To do |
Set down exactly, and only, the lines from the one with "Exercise. Mark the metal post" to the final line of the entries, both included.

___ Items ___

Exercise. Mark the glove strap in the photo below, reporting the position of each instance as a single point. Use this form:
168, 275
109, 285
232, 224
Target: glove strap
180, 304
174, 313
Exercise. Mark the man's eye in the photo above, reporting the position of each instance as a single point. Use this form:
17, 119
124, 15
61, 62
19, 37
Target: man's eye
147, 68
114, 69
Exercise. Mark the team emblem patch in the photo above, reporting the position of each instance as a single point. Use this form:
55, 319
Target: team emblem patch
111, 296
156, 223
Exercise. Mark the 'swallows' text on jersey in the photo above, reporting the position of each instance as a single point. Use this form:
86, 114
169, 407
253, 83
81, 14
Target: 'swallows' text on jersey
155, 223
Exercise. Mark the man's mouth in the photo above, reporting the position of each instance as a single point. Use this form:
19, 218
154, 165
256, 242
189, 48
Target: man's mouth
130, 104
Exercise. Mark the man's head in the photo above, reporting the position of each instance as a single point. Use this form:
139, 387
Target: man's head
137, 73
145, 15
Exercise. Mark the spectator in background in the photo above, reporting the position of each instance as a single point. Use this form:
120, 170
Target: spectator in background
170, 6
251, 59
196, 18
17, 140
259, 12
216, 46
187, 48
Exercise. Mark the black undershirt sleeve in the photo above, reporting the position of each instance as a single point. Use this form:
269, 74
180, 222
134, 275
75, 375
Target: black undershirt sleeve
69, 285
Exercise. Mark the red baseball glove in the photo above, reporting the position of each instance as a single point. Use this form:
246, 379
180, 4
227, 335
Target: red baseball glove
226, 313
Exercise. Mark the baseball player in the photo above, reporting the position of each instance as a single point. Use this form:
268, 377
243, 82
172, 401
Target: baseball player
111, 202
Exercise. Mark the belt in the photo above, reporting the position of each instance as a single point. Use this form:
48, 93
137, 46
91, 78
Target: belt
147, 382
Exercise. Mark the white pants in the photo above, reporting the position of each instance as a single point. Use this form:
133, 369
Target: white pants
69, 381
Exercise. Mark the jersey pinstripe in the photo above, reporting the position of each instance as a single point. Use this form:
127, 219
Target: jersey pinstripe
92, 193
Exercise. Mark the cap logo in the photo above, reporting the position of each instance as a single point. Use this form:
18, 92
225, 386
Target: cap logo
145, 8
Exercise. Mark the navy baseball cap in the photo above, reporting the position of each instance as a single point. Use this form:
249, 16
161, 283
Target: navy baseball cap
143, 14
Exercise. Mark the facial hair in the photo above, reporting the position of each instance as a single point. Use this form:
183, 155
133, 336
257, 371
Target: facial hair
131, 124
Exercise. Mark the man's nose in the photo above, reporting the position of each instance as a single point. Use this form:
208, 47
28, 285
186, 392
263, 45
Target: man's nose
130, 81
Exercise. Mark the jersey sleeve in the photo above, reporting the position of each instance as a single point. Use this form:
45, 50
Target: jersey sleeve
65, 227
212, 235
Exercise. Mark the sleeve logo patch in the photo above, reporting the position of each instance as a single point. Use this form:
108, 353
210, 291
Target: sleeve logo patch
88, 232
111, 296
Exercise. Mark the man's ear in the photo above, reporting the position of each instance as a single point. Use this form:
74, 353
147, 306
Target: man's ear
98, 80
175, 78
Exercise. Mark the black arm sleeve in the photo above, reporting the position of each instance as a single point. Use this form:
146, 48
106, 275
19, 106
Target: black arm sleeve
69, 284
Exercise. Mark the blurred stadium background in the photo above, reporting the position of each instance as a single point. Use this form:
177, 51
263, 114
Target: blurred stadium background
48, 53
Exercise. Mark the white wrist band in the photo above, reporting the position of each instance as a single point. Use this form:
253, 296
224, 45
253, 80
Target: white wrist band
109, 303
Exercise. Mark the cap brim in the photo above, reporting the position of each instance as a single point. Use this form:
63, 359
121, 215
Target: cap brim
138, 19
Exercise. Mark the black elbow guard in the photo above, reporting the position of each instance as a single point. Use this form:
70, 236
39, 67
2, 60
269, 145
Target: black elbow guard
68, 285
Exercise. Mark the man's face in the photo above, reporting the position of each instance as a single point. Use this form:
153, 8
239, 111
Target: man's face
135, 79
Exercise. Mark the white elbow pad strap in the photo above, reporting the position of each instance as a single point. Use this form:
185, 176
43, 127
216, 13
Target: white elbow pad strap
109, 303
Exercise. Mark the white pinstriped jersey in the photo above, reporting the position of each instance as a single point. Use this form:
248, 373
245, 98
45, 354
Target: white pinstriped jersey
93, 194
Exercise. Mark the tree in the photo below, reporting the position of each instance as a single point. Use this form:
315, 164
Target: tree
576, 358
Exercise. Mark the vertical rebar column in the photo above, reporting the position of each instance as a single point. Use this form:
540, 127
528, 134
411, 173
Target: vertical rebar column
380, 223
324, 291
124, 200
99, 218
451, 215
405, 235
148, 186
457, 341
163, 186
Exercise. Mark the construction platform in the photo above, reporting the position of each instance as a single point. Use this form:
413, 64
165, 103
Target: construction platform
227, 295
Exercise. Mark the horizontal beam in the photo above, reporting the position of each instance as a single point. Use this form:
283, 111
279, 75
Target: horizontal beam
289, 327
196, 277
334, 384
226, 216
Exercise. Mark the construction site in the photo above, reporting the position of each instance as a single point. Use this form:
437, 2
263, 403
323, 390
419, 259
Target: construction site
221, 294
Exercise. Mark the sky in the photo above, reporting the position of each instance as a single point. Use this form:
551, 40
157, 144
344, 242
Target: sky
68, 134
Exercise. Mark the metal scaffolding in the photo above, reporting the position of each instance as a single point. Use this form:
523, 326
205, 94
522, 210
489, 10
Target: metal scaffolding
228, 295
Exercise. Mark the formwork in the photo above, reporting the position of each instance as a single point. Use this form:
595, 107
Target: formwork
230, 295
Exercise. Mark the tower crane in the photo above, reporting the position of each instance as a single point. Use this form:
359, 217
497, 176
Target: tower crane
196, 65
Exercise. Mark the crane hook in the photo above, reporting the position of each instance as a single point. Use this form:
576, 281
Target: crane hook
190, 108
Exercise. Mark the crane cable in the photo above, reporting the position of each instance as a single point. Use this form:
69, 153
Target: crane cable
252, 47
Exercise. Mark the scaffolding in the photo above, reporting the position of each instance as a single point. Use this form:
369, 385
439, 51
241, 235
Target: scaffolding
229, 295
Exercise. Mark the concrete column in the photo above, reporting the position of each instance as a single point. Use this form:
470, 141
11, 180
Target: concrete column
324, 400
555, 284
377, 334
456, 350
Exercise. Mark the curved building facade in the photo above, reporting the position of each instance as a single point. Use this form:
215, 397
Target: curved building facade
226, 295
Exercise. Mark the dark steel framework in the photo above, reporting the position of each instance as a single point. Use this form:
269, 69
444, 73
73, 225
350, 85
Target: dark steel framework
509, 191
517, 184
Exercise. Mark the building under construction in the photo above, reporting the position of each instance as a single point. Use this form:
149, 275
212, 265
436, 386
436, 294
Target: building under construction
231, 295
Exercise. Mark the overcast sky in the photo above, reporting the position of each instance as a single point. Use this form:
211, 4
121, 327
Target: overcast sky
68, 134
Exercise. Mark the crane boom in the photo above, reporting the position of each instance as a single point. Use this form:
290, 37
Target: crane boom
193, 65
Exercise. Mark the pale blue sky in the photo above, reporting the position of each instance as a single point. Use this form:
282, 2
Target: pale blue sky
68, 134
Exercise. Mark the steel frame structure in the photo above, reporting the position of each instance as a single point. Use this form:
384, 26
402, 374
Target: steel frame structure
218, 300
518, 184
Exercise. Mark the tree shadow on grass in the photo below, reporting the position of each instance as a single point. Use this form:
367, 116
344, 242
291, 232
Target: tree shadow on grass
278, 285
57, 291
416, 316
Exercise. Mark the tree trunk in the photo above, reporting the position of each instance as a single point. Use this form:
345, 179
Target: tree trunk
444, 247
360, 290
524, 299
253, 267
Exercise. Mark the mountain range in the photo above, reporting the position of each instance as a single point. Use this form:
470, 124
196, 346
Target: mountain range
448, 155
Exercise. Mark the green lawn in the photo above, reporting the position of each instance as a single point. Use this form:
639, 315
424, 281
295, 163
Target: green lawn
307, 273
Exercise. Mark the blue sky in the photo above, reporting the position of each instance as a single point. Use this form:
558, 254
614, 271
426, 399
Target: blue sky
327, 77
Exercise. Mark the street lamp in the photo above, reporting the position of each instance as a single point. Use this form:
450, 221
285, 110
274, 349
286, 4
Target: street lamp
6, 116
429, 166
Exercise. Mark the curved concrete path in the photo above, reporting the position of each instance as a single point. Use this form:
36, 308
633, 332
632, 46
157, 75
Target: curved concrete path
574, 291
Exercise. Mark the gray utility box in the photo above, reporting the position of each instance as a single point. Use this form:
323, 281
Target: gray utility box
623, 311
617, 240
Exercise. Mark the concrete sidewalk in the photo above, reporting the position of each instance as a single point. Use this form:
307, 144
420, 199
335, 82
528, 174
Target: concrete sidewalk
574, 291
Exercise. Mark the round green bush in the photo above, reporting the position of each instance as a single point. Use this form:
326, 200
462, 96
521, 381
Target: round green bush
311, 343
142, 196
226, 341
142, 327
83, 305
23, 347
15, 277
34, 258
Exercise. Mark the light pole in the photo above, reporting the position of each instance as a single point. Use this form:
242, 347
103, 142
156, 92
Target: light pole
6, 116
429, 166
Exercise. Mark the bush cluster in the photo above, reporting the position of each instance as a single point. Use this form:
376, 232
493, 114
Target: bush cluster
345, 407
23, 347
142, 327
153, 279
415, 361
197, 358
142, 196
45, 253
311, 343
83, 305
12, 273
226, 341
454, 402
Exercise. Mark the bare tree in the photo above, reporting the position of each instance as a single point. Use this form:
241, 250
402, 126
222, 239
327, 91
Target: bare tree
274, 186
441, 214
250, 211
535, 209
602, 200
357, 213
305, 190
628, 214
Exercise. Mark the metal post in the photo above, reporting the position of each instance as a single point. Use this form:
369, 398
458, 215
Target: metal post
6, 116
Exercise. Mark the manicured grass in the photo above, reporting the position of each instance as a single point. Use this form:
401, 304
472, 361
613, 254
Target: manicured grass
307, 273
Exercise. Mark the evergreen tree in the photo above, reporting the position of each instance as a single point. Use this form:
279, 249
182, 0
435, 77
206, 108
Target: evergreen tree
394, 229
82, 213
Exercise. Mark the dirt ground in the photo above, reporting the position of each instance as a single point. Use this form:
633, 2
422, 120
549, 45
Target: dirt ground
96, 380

___

Exercise solution |
Exercise. Mark the metal post in the photo above, reporting the position of each instance as a single point. Use this form:
369, 398
458, 215
Target: metal post
6, 116
Exercise. Mark the manicured grass in the photo above, reporting the position of each instance as a single point. Use this form:
401, 304
472, 361
613, 254
Target: manicured grass
307, 273
Exercise. Mark the evergreen tree in the photo above, reporting the position of each instance as a single point. Use this form:
279, 249
182, 0
435, 77
206, 108
Target: evergreen tree
394, 229
82, 213
Exercise. Mark the dirt ground in the photo above, reporting the position of each instance as a single point. Use this form:
633, 2
422, 120
549, 45
Target: dirt ground
96, 380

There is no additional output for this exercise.